### WORK INSTRUCTION
Print, in exact form, the lines below from the one containing "column 151, row 253" through the one containing "column 240, row 160", and omit all others.

Source records
* * *

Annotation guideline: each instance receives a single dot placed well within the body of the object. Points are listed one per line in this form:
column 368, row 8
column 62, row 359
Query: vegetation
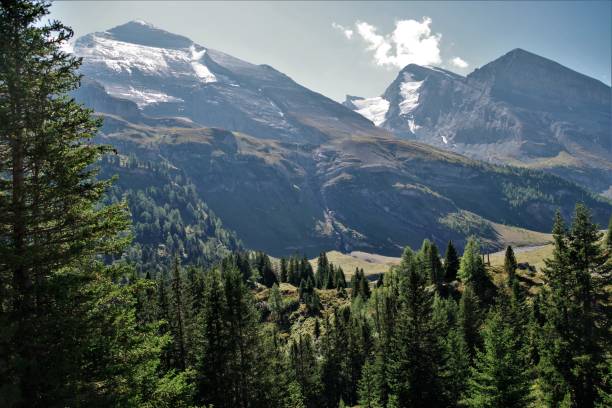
column 84, row 324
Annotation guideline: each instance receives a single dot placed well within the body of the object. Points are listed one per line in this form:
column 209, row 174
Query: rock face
column 169, row 75
column 290, row 170
column 520, row 109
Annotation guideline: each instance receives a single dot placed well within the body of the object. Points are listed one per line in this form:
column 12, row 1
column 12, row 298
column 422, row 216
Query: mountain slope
column 314, row 175
column 374, row 195
column 520, row 109
column 169, row 75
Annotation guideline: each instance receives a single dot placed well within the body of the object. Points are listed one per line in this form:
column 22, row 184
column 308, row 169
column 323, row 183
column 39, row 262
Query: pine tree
column 451, row 263
column 340, row 281
column 608, row 241
column 510, row 265
column 178, row 317
column 263, row 265
column 322, row 271
column 214, row 350
column 469, row 319
column 284, row 272
column 415, row 360
column 574, row 331
column 430, row 259
column 275, row 303
column 472, row 270
column 500, row 377
column 371, row 384
column 305, row 369
column 70, row 333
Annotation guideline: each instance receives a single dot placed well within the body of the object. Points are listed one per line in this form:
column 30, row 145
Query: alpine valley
column 290, row 170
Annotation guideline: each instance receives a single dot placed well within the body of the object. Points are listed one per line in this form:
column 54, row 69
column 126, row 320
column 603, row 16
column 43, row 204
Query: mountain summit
column 291, row 170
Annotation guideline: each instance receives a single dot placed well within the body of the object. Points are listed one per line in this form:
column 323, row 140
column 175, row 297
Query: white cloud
column 348, row 33
column 411, row 42
column 459, row 62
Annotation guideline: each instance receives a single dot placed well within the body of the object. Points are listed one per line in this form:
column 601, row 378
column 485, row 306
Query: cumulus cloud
column 411, row 42
column 348, row 33
column 459, row 62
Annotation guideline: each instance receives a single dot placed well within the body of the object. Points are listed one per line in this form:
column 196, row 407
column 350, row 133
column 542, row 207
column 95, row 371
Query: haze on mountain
column 291, row 170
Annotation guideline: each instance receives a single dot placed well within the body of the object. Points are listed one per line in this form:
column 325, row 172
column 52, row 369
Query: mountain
column 291, row 170
column 520, row 109
column 169, row 75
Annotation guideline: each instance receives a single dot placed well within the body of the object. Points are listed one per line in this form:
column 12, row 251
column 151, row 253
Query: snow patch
column 374, row 109
column 126, row 57
column 413, row 126
column 142, row 97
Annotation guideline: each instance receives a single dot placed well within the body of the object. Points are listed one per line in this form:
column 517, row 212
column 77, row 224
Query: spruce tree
column 177, row 322
column 284, row 272
column 371, row 383
column 322, row 272
column 340, row 278
column 416, row 355
column 469, row 319
column 451, row 263
column 214, row 352
column 275, row 303
column 575, row 335
column 510, row 265
column 472, row 270
column 500, row 377
column 305, row 369
column 70, row 334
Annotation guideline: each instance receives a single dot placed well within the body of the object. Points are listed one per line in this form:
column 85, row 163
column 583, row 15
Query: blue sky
column 357, row 48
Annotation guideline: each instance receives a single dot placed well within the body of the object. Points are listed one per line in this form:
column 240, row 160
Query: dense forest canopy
column 90, row 318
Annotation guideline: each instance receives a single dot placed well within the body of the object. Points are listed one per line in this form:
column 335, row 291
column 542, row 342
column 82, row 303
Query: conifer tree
column 371, row 383
column 430, row 260
column 500, row 377
column 575, row 330
column 275, row 303
column 510, row 265
column 305, row 369
column 177, row 322
column 322, row 271
column 451, row 263
column 70, row 334
column 472, row 270
column 416, row 356
column 284, row 272
column 469, row 319
column 340, row 281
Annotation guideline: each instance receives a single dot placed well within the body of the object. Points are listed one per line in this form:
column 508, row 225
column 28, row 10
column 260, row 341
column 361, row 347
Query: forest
column 90, row 319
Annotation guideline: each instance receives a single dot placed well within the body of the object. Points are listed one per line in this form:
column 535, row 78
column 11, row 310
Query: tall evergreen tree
column 305, row 369
column 322, row 272
column 451, row 263
column 284, row 271
column 414, row 371
column 430, row 260
column 510, row 265
column 469, row 319
column 177, row 322
column 500, row 377
column 70, row 334
column 472, row 270
column 575, row 334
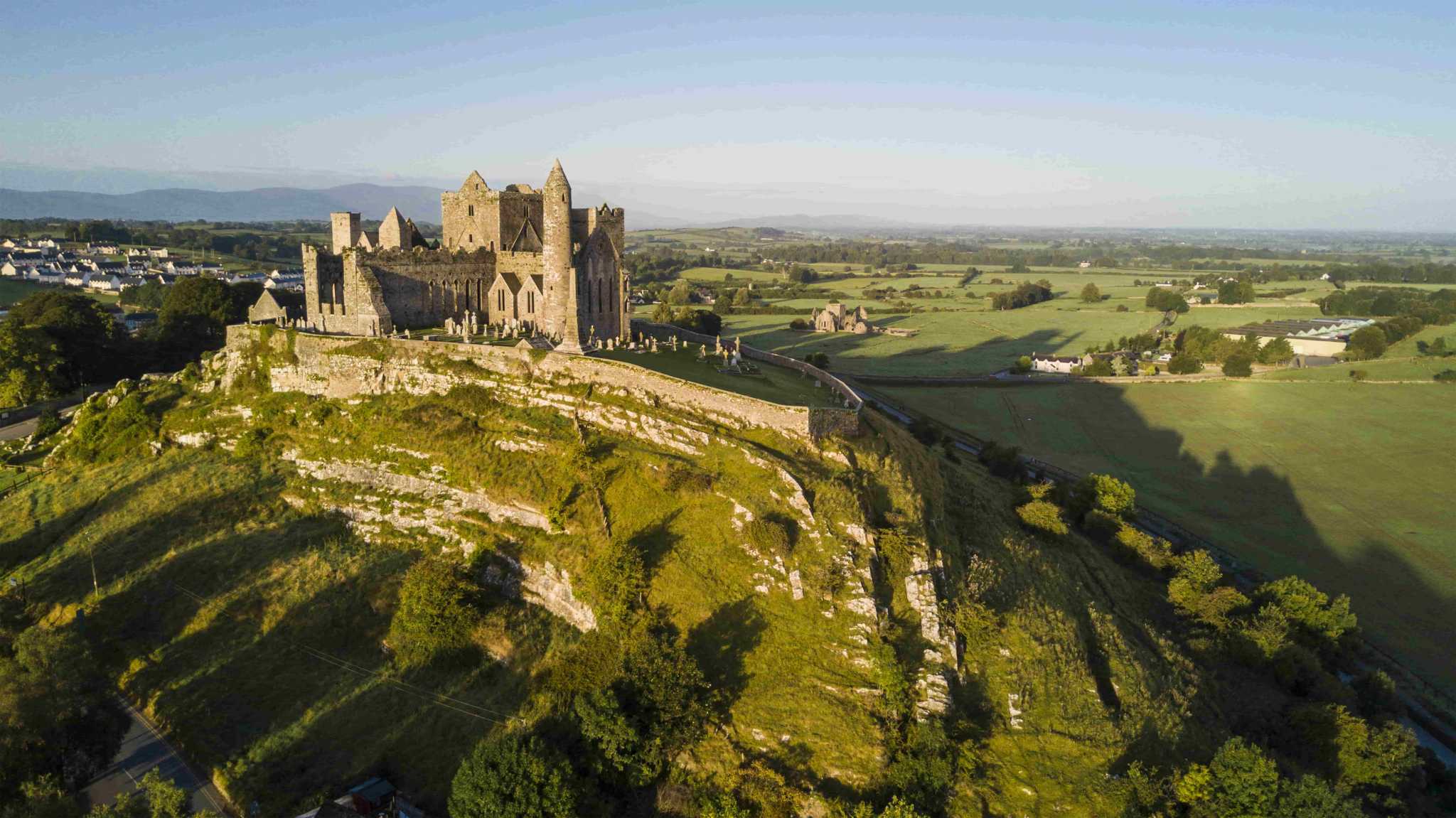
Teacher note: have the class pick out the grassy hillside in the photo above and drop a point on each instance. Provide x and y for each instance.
(1337, 482)
(248, 549)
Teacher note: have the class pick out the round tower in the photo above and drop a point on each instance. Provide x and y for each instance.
(557, 249)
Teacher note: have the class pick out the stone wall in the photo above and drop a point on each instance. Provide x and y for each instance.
(753, 354)
(325, 366)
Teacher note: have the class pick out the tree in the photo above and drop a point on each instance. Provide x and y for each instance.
(1184, 365)
(85, 340)
(1276, 351)
(1365, 344)
(436, 612)
(655, 708)
(1104, 493)
(1318, 620)
(513, 776)
(1238, 367)
(147, 296)
(1239, 782)
(1196, 590)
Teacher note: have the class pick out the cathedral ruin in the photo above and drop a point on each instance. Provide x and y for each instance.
(519, 259)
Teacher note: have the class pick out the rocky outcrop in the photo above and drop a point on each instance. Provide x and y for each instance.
(453, 500)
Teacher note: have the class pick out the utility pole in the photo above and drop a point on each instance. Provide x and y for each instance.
(91, 554)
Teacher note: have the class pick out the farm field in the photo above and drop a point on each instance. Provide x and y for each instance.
(1342, 483)
(775, 384)
(970, 341)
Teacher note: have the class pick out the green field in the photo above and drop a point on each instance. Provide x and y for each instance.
(775, 384)
(12, 291)
(1346, 485)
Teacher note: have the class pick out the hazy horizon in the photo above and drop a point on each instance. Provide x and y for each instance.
(1211, 115)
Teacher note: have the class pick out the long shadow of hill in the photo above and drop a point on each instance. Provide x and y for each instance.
(1253, 511)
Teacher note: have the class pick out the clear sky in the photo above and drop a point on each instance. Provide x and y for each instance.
(1093, 114)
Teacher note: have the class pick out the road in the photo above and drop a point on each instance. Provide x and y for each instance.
(25, 429)
(141, 750)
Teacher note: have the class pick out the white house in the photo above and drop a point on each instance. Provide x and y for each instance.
(1053, 365)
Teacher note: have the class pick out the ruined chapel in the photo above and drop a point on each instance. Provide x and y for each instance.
(518, 258)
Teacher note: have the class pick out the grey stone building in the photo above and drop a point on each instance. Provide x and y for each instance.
(518, 257)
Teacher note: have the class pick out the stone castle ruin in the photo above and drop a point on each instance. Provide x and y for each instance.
(518, 259)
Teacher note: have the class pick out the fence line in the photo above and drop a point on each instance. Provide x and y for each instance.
(850, 395)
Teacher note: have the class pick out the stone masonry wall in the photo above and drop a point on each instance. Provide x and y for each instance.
(410, 366)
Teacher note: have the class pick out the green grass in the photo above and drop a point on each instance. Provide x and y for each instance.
(721, 274)
(1342, 483)
(775, 384)
(970, 341)
(14, 291)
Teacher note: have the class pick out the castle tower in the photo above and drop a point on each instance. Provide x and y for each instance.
(571, 337)
(346, 230)
(557, 252)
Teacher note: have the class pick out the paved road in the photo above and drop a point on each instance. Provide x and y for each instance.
(141, 750)
(28, 427)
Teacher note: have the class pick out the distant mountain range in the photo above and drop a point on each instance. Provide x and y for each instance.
(262, 204)
(373, 201)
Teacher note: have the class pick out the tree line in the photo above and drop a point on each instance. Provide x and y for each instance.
(57, 341)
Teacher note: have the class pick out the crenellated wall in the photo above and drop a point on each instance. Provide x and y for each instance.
(344, 367)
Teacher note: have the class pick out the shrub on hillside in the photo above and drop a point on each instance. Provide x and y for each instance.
(1002, 461)
(1196, 590)
(768, 536)
(1278, 351)
(616, 580)
(1184, 365)
(1104, 493)
(1101, 526)
(1365, 344)
(1238, 367)
(436, 613)
(513, 776)
(1042, 516)
(1154, 551)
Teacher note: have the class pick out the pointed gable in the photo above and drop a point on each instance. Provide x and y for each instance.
(473, 183)
(526, 239)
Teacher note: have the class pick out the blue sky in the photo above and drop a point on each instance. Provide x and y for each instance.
(1168, 114)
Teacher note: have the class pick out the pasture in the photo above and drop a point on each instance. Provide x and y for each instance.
(14, 291)
(1342, 483)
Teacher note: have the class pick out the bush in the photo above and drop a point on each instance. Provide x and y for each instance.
(1002, 461)
(616, 580)
(768, 537)
(1104, 493)
(1196, 590)
(1184, 365)
(436, 612)
(1101, 526)
(1238, 367)
(1043, 516)
(1154, 551)
(1278, 351)
(1365, 344)
(513, 776)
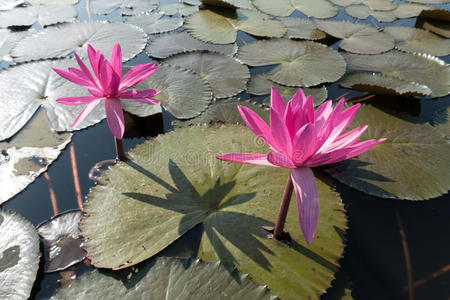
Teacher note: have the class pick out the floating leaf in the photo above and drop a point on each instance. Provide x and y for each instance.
(174, 182)
(154, 23)
(183, 9)
(19, 260)
(411, 164)
(45, 15)
(53, 42)
(220, 26)
(418, 40)
(299, 28)
(226, 76)
(301, 63)
(321, 9)
(381, 84)
(168, 278)
(127, 7)
(357, 38)
(62, 240)
(420, 68)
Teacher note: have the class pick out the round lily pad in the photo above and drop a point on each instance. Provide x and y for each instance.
(357, 38)
(45, 15)
(220, 26)
(168, 278)
(299, 28)
(127, 7)
(411, 164)
(183, 93)
(28, 154)
(423, 69)
(321, 9)
(300, 63)
(174, 182)
(380, 84)
(419, 40)
(53, 42)
(19, 256)
(226, 76)
(62, 240)
(155, 23)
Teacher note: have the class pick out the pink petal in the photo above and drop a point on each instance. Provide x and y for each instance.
(246, 158)
(116, 59)
(114, 116)
(76, 100)
(307, 197)
(86, 111)
(280, 160)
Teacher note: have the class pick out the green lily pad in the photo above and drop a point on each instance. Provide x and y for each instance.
(127, 7)
(174, 182)
(19, 260)
(418, 162)
(420, 68)
(321, 9)
(300, 63)
(53, 42)
(380, 84)
(226, 76)
(220, 26)
(299, 28)
(183, 93)
(173, 43)
(168, 278)
(45, 15)
(28, 154)
(260, 85)
(180, 8)
(225, 111)
(63, 242)
(357, 38)
(155, 23)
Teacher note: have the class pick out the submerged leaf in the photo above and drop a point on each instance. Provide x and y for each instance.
(226, 76)
(174, 182)
(221, 26)
(173, 43)
(19, 256)
(300, 63)
(54, 42)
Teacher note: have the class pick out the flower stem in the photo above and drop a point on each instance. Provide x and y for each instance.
(281, 219)
(119, 149)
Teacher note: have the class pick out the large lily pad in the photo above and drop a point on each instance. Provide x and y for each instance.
(380, 84)
(54, 42)
(300, 63)
(19, 260)
(299, 28)
(420, 68)
(127, 7)
(419, 40)
(155, 23)
(220, 26)
(28, 154)
(63, 242)
(226, 76)
(173, 43)
(174, 182)
(357, 38)
(412, 164)
(321, 9)
(168, 278)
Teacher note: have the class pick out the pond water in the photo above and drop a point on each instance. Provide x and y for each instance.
(374, 258)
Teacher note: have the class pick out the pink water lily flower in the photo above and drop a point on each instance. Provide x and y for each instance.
(108, 86)
(302, 138)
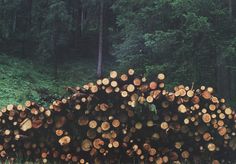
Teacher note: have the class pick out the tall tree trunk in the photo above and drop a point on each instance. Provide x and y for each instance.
(230, 9)
(82, 20)
(30, 13)
(100, 43)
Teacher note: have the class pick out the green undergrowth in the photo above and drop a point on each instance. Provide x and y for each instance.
(21, 79)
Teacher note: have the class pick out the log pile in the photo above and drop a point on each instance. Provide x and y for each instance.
(122, 119)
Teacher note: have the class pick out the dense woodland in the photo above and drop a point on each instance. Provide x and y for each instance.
(46, 45)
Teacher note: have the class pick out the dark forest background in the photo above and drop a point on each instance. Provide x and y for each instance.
(46, 45)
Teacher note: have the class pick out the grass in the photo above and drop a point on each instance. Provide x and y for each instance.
(22, 80)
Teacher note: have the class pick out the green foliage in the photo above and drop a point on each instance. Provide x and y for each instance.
(182, 38)
(22, 80)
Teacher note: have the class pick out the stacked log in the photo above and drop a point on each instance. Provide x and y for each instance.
(122, 118)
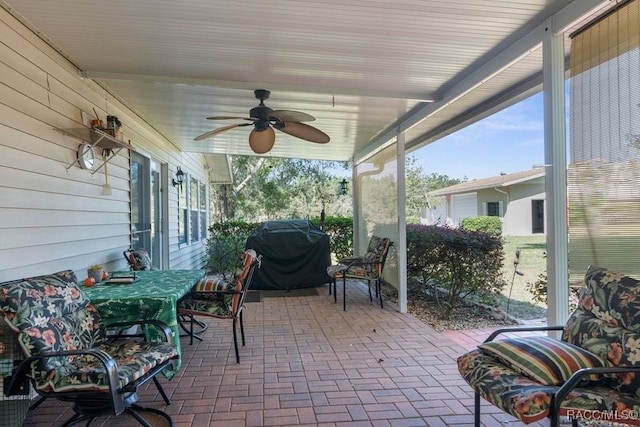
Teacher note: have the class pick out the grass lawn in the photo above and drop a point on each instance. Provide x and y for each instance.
(515, 299)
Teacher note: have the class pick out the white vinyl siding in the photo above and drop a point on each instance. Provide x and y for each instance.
(52, 218)
(463, 206)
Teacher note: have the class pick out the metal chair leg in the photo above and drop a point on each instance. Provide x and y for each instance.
(344, 293)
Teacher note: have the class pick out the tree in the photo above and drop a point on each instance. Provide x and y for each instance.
(273, 188)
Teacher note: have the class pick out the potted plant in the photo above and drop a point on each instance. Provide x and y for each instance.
(96, 272)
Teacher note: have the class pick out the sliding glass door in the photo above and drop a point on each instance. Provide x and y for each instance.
(146, 207)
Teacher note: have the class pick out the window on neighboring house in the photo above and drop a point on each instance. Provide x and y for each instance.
(192, 207)
(204, 220)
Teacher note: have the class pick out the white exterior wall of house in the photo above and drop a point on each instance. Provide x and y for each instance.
(518, 217)
(52, 218)
(516, 211)
(515, 206)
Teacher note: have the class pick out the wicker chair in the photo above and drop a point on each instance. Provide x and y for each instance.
(368, 267)
(217, 298)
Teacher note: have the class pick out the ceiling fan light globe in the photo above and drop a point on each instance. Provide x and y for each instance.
(262, 141)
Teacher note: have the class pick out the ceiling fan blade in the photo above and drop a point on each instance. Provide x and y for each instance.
(303, 131)
(261, 141)
(230, 118)
(291, 116)
(217, 131)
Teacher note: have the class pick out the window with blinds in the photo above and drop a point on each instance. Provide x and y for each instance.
(604, 170)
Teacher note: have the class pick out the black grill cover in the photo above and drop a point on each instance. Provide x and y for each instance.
(295, 254)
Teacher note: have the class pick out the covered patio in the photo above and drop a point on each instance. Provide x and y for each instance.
(307, 362)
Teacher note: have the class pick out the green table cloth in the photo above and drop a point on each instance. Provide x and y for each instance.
(154, 296)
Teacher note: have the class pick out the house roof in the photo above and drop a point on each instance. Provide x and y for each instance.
(501, 181)
(365, 70)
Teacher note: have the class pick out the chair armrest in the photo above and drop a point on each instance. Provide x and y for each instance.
(497, 332)
(574, 380)
(109, 363)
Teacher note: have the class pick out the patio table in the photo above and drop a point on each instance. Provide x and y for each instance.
(154, 296)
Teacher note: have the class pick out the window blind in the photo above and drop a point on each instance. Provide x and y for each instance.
(604, 170)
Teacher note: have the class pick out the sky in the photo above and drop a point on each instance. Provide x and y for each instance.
(511, 140)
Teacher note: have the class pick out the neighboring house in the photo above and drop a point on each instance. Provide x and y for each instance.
(517, 198)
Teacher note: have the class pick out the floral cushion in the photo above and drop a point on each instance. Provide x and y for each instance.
(139, 260)
(543, 359)
(51, 314)
(134, 359)
(33, 306)
(606, 323)
(529, 401)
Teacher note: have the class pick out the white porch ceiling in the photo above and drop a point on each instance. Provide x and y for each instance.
(363, 68)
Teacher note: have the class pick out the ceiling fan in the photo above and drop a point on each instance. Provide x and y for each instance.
(264, 120)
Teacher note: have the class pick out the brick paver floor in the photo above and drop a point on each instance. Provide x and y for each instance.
(309, 363)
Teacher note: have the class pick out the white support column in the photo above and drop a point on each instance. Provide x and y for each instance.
(356, 203)
(556, 177)
(401, 244)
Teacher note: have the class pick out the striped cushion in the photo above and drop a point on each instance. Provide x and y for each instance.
(211, 284)
(543, 359)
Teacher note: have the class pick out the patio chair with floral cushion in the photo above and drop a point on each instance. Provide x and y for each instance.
(368, 267)
(215, 297)
(592, 373)
(71, 355)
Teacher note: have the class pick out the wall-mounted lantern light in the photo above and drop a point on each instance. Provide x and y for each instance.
(178, 179)
(344, 186)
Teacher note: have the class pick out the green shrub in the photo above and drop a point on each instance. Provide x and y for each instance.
(485, 224)
(227, 240)
(463, 263)
(340, 232)
(540, 293)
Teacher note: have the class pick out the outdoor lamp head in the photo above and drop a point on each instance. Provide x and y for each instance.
(179, 178)
(344, 186)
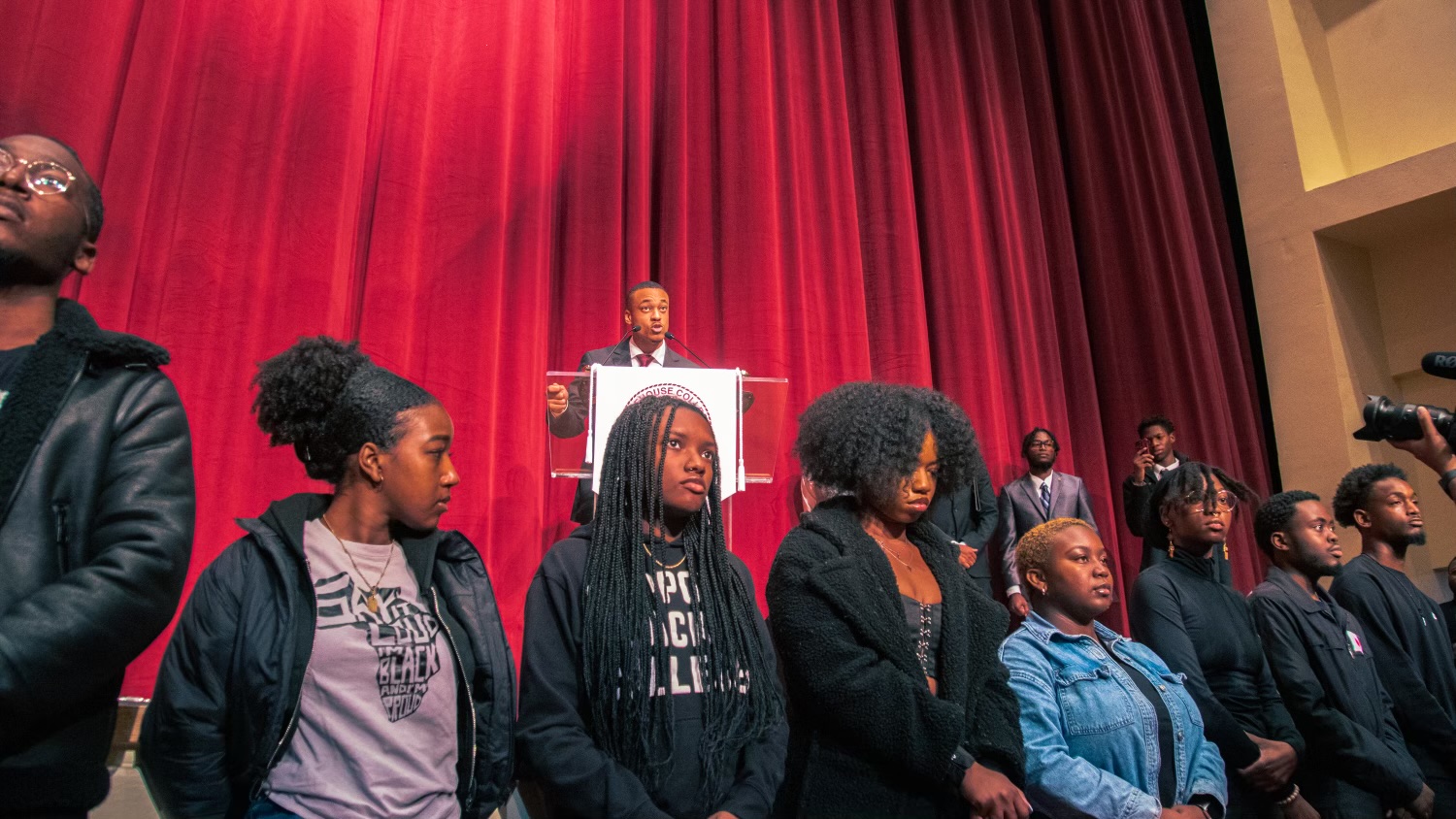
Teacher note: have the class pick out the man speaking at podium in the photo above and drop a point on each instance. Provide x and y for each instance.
(644, 345)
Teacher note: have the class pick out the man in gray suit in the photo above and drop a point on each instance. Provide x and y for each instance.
(1036, 498)
(644, 311)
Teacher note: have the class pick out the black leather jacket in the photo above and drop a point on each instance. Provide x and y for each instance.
(229, 685)
(95, 537)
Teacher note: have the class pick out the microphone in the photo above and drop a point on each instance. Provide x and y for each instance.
(672, 338)
(1438, 364)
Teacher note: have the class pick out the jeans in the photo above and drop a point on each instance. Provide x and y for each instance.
(265, 809)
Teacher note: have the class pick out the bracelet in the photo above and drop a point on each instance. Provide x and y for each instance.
(1446, 480)
(1289, 799)
(961, 761)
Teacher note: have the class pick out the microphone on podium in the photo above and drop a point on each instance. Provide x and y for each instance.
(672, 338)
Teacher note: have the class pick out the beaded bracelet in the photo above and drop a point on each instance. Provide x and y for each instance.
(1289, 799)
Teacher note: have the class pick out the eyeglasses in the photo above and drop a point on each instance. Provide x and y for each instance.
(43, 178)
(1223, 501)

* * *

### ANSWER BOX
column 151, row 253
Query: snow patch
column 374, row 109
column 126, row 57
column 413, row 126
column 142, row 97
Annotation guideline: each instance receives a single dot placed well within the body of the object. Points are listed one per line in this form:
column 517, row 212
column 77, row 224
Query: spruce tree
column 177, row 322
column 284, row 272
column 371, row 383
column 322, row 272
column 340, row 278
column 416, row 355
column 469, row 319
column 451, row 263
column 214, row 352
column 275, row 303
column 575, row 335
column 510, row 265
column 472, row 270
column 500, row 377
column 305, row 369
column 70, row 334
Annotation guideline: each instance receives a single dot placed well within the body of the object. Points are listed one per line in this form:
column 85, row 163
column 583, row 15
Query: blue sky
column 357, row 48
Annotation guideline: each instance receives a single dot placed well within the body of the object. Points are listed one per line in this form:
column 240, row 160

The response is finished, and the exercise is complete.